**EXERCISE OBJECTIVE:** Extract the text of each entry below exactly, leaving every image behind.

[[ DATASET EXTRACT, beginning ]]

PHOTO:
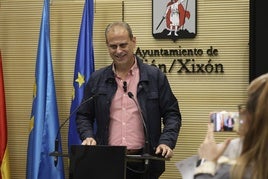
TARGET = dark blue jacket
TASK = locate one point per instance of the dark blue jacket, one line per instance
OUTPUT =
(154, 94)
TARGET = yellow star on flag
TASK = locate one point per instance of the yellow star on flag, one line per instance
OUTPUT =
(80, 80)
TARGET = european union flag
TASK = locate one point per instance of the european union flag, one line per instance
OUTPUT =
(84, 66)
(44, 122)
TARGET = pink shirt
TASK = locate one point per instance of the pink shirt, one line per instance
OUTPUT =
(126, 127)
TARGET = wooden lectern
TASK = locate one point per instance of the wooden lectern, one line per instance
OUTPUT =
(97, 162)
(102, 161)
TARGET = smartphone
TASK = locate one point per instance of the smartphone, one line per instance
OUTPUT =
(225, 121)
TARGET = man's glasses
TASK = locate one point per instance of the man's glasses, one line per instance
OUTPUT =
(114, 46)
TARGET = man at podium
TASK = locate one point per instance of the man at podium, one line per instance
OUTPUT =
(132, 105)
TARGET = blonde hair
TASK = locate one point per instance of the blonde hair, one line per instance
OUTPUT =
(254, 155)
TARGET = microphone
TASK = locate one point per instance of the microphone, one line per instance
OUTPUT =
(146, 145)
(56, 153)
(125, 86)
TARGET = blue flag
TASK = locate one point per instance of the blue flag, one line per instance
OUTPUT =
(84, 66)
(44, 122)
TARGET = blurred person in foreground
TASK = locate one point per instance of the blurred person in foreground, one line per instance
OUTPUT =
(125, 91)
(252, 162)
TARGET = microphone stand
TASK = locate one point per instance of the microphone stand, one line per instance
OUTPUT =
(56, 152)
(146, 153)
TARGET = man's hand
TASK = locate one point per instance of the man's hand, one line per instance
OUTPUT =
(164, 150)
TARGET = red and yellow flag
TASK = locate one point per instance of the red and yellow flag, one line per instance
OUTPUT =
(4, 161)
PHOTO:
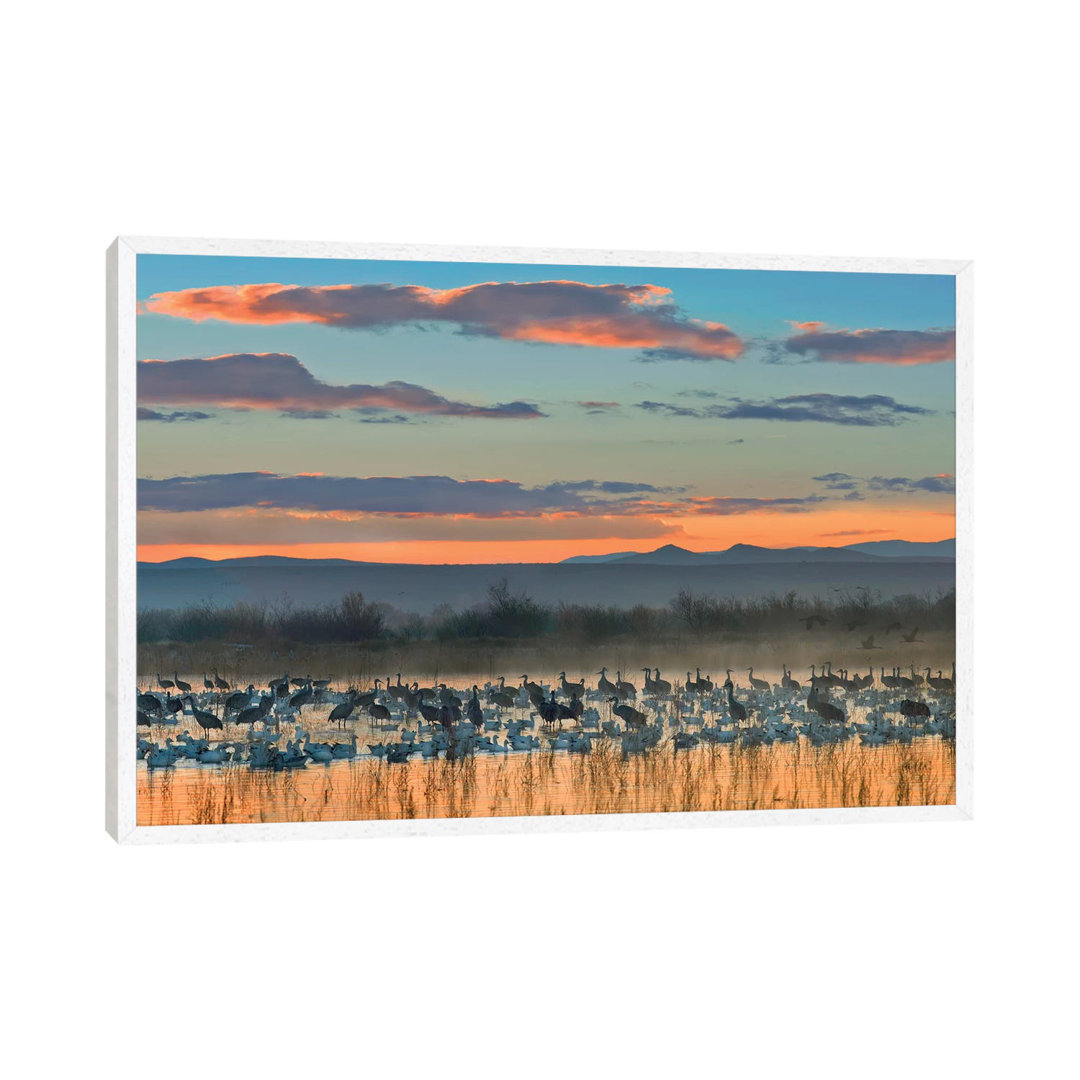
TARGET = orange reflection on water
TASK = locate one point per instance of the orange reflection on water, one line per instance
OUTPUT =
(784, 775)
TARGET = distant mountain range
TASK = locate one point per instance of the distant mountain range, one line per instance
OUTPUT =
(874, 551)
(744, 553)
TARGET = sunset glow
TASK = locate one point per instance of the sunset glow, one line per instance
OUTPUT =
(335, 416)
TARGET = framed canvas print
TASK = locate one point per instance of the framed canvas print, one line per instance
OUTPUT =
(415, 539)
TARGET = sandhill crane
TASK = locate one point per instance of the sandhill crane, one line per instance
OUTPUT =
(473, 709)
(657, 686)
(903, 680)
(254, 713)
(548, 709)
(531, 688)
(628, 714)
(502, 697)
(758, 684)
(148, 703)
(206, 720)
(378, 712)
(341, 713)
(301, 698)
(571, 688)
(736, 709)
(914, 709)
(939, 683)
(824, 709)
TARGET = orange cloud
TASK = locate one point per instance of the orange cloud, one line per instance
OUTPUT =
(556, 312)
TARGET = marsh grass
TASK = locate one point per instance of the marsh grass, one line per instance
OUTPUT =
(732, 778)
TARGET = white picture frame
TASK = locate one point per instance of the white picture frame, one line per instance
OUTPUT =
(121, 673)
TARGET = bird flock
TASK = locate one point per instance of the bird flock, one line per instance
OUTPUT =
(405, 721)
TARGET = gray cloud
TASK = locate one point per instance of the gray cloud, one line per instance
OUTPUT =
(149, 414)
(872, 410)
(556, 312)
(903, 348)
(943, 484)
(437, 496)
(280, 381)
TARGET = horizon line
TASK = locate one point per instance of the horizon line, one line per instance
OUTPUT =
(556, 562)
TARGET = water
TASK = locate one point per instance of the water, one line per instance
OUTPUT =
(732, 778)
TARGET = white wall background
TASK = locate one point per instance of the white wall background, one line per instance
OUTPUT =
(904, 130)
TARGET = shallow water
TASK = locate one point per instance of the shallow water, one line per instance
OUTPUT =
(782, 775)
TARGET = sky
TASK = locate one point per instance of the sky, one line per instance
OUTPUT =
(482, 413)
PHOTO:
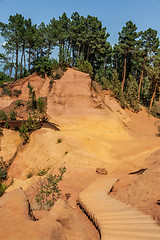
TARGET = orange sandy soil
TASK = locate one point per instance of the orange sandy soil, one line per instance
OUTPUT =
(95, 132)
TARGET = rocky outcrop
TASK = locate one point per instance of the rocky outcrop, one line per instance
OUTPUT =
(17, 221)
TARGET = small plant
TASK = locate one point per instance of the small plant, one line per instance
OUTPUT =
(18, 104)
(3, 169)
(29, 175)
(51, 84)
(1, 132)
(7, 91)
(16, 92)
(7, 125)
(49, 190)
(59, 140)
(13, 115)
(42, 172)
(3, 187)
(23, 132)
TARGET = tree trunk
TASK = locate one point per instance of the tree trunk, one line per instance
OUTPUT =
(140, 83)
(16, 70)
(49, 49)
(124, 73)
(24, 60)
(88, 51)
(11, 68)
(153, 96)
(29, 60)
(21, 62)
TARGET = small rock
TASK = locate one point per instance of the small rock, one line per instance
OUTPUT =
(101, 171)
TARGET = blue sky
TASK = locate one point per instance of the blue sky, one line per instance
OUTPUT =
(113, 14)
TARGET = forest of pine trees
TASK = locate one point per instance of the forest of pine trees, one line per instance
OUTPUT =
(130, 68)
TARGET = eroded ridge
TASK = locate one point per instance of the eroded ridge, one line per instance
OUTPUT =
(114, 219)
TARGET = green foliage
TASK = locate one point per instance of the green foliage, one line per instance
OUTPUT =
(18, 103)
(3, 171)
(3, 116)
(16, 92)
(7, 125)
(49, 190)
(6, 91)
(44, 65)
(4, 79)
(131, 93)
(116, 86)
(51, 84)
(3, 187)
(12, 115)
(84, 66)
(42, 172)
(40, 105)
(30, 174)
(32, 103)
(1, 132)
(32, 123)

[[ DATASET EXTRACT, end ]]

**RESULT OF THIS TASK:**
PHOTO:
TARGET = dark blue jacket
TASK = locate one point per instance of the dark blue jacket, one line per instance
OUTPUT =
(154, 94)
TARGET = yellow star on flag
TASK = locate one point per instance of the yellow star on flag, one line per instance
OUTPUT =
(80, 80)
TARGET = european union flag
TASK = locate one point per instance of the european union flag, one line per instance
OUTPUT =
(84, 66)
(44, 122)
TARGET = pink shirt
TASK = locate one point per instance of the pink shirt, one line per instance
OUTPUT =
(126, 127)
TARGET = wooden lectern
TASK = locate one point per instance of the wooden lectern, one line per instance
OUTPUT =
(97, 162)
(102, 161)
TARGET = smartphone
TASK = locate one point per instance of the smartphone, one line per instance
OUTPUT =
(225, 121)
TARGET = man's glasses
TASK = locate one point per instance of the man's glasses, one line per instance
OUTPUT =
(114, 46)
TARGET = man at podium
TASK = locate one point per instance of the man at podium, one line per instance
OUTPUT =
(132, 105)
TARGET = blonde hair
TASK = locate one point per instance of the blonde hair, one line per instance
OUTPUT =
(254, 155)
TARGET = microphone
TASK = locate one point per instance of the microphone, one line per instance
OUTPUT =
(146, 145)
(56, 153)
(125, 86)
TARGET = blue flag
TASK = locate one point per instance of the blue flag, one line per instance
OUTPUT =
(84, 66)
(44, 122)
TARGET = blurred person in foreground
TASK = locate one point per instance of the blurred person in foreground, one line per instance
OUTPUT =
(125, 91)
(252, 162)
TARGET = microphone stand
TASK = locate one point per instance of the microphone stand, one line per instance
OUTPUT =
(56, 152)
(146, 153)
TARGET = man's hand
TASK = locate one point per instance of the man's hand, one line per instance
OUTPUT =
(164, 150)
TARGET = red and yellow flag
TASK = locate one point per instance of the red and yellow flag, one line per instance
OUTPUT =
(4, 161)
PHOTO:
TARGET = orange reflection on water
TASK = locate one point per instance of the orange reflection on water, one line per instance
OUTPUT =
(784, 775)
TARGET = distant mountain range
TASK = locate one point per instance of the distant mountain range, one line per instance
OUTPUT =
(874, 551)
(744, 553)
TARGET = sunset glow
TASK = locate one point per instance of the sunset glow, one line per instance
OUTPUT =
(335, 416)
TARGET = framed canvas print
TASK = locate one point per instance of the framed canvas print, one line per instance
OUTPUT =
(415, 539)
TARGET = sandhill crane
TASK = locate one point per instance of the sandhill crane, one line per instance
OUTPUT =
(473, 709)
(657, 686)
(903, 680)
(254, 713)
(548, 709)
(531, 688)
(628, 714)
(502, 697)
(758, 684)
(148, 703)
(206, 720)
(378, 712)
(341, 713)
(301, 698)
(571, 688)
(736, 709)
(914, 709)
(939, 683)
(824, 709)
TARGET = orange cloud
TASK = locate one point per instance of the orange cloud, one line per instance
OUTPUT =
(556, 312)
TARGET = marsh grass
TASK = locate one point per instance of the marsh grass, one line per instance
OUTPUT =
(732, 778)
TARGET = white picture frame
TASK = locate one point per instance of the white picture frame, one line per instance
OUTPUT =
(121, 673)
TARGET = bird flock
TASK = locate one point per instance of the bird flock, one line per instance
OUTPUT =
(405, 721)
TARGET = gray cloud
TASK = locate one point per instance of the gray cloud, one line per instance
OUTPUT =
(149, 414)
(872, 410)
(556, 312)
(903, 348)
(943, 484)
(437, 496)
(280, 381)
TARGET = horizon line
TASK = locate one point per instance of the horizon line, one line per instance
OUTPUT =
(556, 562)
TARGET = water
TASK = locate one point per instance of the water, one line per instance
OUTPUT =
(732, 778)
TARGET = white wall background
TASK = locate one point per instance of the white wall background, one line per instance
OUTPUT =
(904, 130)
TARGET = shallow water
TASK = locate one point per instance of the shallow water, one line per instance
OUTPUT =
(782, 775)
TARGET = sky
TASK = locate one point per instance of the sky, one line per instance
OUTPUT =
(482, 413)
PHOTO:
TARGET = orange sandy soil
TASK = locate one point per instance of the orange sandy soil, one line per instance
OUTPUT =
(95, 132)
TARGET = rocky outcrop
TASK = locate one point per instance of the rocky outcrop, one line per instance
OUTPUT =
(17, 221)
TARGET = small plant
TASK = locate one point per instance of the small plant, one line per instance
OUTPUT =
(18, 104)
(3, 169)
(29, 175)
(51, 84)
(1, 132)
(7, 91)
(16, 92)
(7, 125)
(49, 190)
(59, 140)
(13, 115)
(42, 172)
(3, 187)
(23, 132)
TARGET = tree trunk
TASK = locate one point per instance of the tree trunk, one line per instance
OUTPUT =
(140, 83)
(16, 70)
(49, 49)
(124, 73)
(24, 60)
(88, 51)
(11, 68)
(153, 96)
(29, 60)
(21, 62)
TARGET = small rock
TASK = locate one point per instance of the small rock, one line per instance
OUTPUT =
(101, 171)
TARGET = blue sky
TASK = locate one point per instance of the blue sky, one line per instance
OUTPUT =
(113, 14)
TARGET = forest of pine trees
TASK = locate one point per instance of the forest of pine trees, one line per instance
OUTPUT =
(130, 68)
TARGET = eroded ridge
TASK = locate one point per instance of the eroded ridge, one line per instance
OUTPUT =
(114, 219)
TARGET = green foliage
TASK = locate one point per instance of the green foliage, one line per instance
OUTPUT =
(18, 103)
(3, 171)
(3, 116)
(16, 92)
(7, 125)
(49, 190)
(6, 91)
(44, 65)
(4, 79)
(131, 93)
(116, 86)
(51, 84)
(3, 187)
(12, 115)
(84, 66)
(42, 172)
(40, 105)
(30, 174)
(32, 103)
(1, 132)
(32, 123)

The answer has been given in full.